## Extracted data:
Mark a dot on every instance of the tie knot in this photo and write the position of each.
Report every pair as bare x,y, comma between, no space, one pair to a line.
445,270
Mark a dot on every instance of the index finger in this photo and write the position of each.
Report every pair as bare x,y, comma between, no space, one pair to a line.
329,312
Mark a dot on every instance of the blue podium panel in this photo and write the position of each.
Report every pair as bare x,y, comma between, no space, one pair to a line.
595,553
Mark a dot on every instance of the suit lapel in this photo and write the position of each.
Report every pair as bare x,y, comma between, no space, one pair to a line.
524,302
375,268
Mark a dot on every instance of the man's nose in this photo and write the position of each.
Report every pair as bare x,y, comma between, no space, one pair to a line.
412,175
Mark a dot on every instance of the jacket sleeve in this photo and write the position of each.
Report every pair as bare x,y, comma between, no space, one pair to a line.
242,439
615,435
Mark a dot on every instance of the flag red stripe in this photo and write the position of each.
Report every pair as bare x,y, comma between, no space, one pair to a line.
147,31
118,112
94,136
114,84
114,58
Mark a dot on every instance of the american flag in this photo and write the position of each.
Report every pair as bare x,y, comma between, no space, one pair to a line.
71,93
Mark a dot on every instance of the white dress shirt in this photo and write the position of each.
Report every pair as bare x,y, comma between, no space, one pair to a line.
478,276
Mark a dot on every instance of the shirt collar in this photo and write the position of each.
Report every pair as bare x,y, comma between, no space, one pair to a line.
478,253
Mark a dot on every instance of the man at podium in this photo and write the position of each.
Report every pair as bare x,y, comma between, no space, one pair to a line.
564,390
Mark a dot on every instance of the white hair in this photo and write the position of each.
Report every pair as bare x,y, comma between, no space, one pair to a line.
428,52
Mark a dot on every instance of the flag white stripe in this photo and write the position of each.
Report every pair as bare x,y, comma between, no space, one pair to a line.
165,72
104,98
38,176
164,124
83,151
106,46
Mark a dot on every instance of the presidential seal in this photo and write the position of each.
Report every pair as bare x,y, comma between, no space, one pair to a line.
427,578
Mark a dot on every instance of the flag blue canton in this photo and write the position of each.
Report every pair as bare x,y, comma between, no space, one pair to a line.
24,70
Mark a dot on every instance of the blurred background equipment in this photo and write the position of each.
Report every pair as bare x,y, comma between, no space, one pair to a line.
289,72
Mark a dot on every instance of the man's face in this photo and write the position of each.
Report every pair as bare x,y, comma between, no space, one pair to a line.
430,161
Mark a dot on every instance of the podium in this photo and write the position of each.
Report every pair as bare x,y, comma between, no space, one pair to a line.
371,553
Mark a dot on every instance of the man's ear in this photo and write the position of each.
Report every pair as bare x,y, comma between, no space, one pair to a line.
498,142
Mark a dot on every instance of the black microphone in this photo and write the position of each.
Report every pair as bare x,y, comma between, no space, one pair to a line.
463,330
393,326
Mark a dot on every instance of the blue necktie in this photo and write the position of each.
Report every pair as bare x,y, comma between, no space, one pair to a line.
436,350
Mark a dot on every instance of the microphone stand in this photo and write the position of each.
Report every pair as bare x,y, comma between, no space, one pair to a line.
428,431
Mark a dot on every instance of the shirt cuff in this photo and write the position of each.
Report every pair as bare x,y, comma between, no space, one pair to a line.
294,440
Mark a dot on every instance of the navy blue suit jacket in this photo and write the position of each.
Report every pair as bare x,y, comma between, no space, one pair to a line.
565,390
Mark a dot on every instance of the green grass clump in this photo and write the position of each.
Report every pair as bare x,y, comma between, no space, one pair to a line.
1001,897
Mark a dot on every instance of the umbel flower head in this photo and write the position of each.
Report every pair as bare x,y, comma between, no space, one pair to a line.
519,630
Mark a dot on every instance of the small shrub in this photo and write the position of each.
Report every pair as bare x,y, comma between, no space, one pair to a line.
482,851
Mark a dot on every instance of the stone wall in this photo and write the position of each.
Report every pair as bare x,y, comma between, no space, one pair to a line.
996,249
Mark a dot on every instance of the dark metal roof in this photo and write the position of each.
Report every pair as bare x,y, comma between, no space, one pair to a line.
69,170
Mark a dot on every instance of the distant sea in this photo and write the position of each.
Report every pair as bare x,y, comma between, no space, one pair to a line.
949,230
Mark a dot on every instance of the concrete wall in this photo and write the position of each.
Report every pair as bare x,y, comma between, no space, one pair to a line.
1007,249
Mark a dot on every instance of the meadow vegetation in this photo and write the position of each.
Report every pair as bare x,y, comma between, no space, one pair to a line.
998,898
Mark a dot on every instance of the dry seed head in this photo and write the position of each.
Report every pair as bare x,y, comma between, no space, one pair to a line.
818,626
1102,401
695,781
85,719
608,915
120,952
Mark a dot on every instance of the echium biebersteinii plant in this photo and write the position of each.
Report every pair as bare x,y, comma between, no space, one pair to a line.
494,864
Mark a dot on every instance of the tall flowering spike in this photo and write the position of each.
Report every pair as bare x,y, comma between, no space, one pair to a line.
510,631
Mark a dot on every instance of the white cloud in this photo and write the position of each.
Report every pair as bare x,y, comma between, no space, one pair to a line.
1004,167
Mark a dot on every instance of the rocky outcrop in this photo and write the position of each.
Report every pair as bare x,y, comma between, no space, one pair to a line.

## What needs to be done:
Reproduce all of the data exactly as given.

## Answer to the task:
Mark a dot on every instance of the tie knot in this photo and write the position of each.
Report every pair as bare x,y, comma between, no space, one pair to a line.
445,270
Mark a dot on every instance of the index finger in this photo and write the position of each.
Report every pair as bare x,y, comma between, no space, one pair to a line.
329,312
Mark a dot on every instance of the blue podium panel in this photo and write the position of each.
Report every pair as bare x,y, comma between, no space, one pair to a line.
595,553
Mark a dot on every instance of the suit lapel in this photo and write the position of each.
Report every pair as bare x,y, comma between, no space, one pair to a line.
524,302
375,268
Mark a dot on every instance of the man's nose in this photo and write the position of each.
Report every pair as bare x,y, comma between, no space, one pair to a line.
412,175
Mark a dot on every instance of the jacket sleeve in this photo and write the position of each.
Report every pair as bare x,y, comma between, no space, one pair to a line.
242,439
615,435
Mark a dot on every instance of the flag red stripe in this photo and write the position of each.
Report every pair as bare x,y, comma between, no space, one pair to a line.
147,31
118,112
94,136
114,84
114,58
Mark a dot on every instance of the american flag in this photo and write the position of each.
Report every pair as bare x,y, comma between, no space, one pair to a line.
71,93
Mark a dot on every instance of the white dress shirt in this photo and write the position of each.
Report every pair as bare x,y, comma between, no space, one pair to a line.
478,276
Mark a dot on every instance of the shirt collar in this photo and write the position of each.
Report every pair as bare x,y, comma between, no space, one pair to a line.
478,253
Mark a dot on every instance of the man at podium in this photo and write the position of each.
Report every pair as bare x,y, comma between, no space, one pair to a line.
564,390
Mark a dot on every instance of the white hair in this photo and write the position of each.
Report every pair as bare x,y, comma between, no space, one pair to a line.
428,52
Mark a dot on every instance of the flag white stripe in this photo and write the position of each.
Report every pair as bare x,y, comma between, no space, one pair to a line.
165,72
104,98
38,176
164,124
83,151
106,46
Mark a dot on every instance of the presidential seal in this photo and write the position of each.
Report every pair as bare x,y, comma between, no space, one pair to a line.
427,578
Mark a dot on every instance of the flag blue canton in this photo and write the position of each.
Report every pair as bare x,y, comma between, no space, one pair to a line.
24,70
Mark a dot on every instance of the blurred background equipment in this photo and write the position of each.
Report every pair as bare x,y, comma between, no space, one pair to a line.
289,72
Mark a dot on every instance of the man's face in this photo and write the position of each.
Report every pair as bare x,y, comma between, no space, one pair to a line.
430,161
Mark a dot on every instance of the podium in this photo and write the position of each.
Report every pair as bare x,y, comma between, no space, one pair to a line.
371,553
Mark a dot on every instance of the man's ear in this photo and write the position of each.
Report every pair as bare x,y, comma between, no space, one pair to a line.
498,142
Mark a dot on every instance of the black microphone in this photo and write the position of each.
Report every pair as bare x,y, comma between, no space, one pair to a line.
463,330
393,326
Mark a dot on every instance of the blue necktie in this photo and write the position of each.
Report every pair as bare x,y, comma between, no space, one pair to a line.
436,350
Mark a dot on every instance of the microphone stand in this photo and write the position of each.
Report every pair as bare x,y, comma between, no space, one pair to a line.
428,431
Mark a dot on every instance of the shirt cuff in this photo and write the position of each.
Report every pair as bare x,y, comma between, no space, one pair to a line.
294,440
Mark a dot on every instance of the navy blue suit jacket in this photo and write the position of each.
Report every pair as bare x,y, comma between, no space, one pair to a line.
565,390
Mark a dot on every instance of the green grass clump in this photo and write the position of each.
Report every pair as bare x,y, comma between, no space, one pair to a line.
1001,897
Mark a dot on every instance of the umbel flower head in this photo and write the position of each.
Report every pair as bare x,y, comma between, no space, one pair to a line.
519,630
Mark a dot on every instance of the small shrub in this photo and write the position of each.
Report every pair as bare x,y, comma between, no space, one pair to a line.
482,851
Mark a dot on every instance of the stone wall in this photo and write the position of each.
Report every pair as bare x,y, comma between, no space, one pair to a line.
996,249
Mark a dot on every instance of the dark metal roof in this photo and write the position of each.
Report every pair as bare x,y, comma between, no space, one pair to a line.
69,170
Mark a dot on every instance of the distant sea in this photo and write the position of each.
Report every pair as bare x,y, comma between, no space, one pair to a line.
949,230
Mark a dot on every instance of the concrete wall in this photo and write the position of each.
Report every pair as bare x,y, comma between, no space, one pair to a line.
1007,249
Mark a dot on every instance of the meadow vegetation in this photo and write the position of each.
Report every pair as bare x,y, comma between, no space, one pair to a line.
998,898
Mark a dot on every instance of the dry seed head in this photo and write the position of each.
Report every pair as bare x,y, comma between, no space, one pair to a line.
818,626
1102,401
695,781
85,719
608,915
120,952
Mark a dot on every instance of the echium biebersteinii plant in this photo and write the position of each.
Report every pair as bare x,y, comma between, no space, one pair to a line.
494,864
Mark a dot on every instance of the tall flowering spike in this photo and write the position of each.
Report every pair as bare x,y, comma between, no space, one pair to a line.
510,631
Mark a dot on every instance of the white cloud in this photo and write the position of each.
Report every pair as bare x,y, comma between, no space, one pair to a line.
1004,167
Mark a dot on every instance of the rocky outcrop in this photo and write the position of each.
Report every pair as bare x,y, comma between, no space, one pair to a line.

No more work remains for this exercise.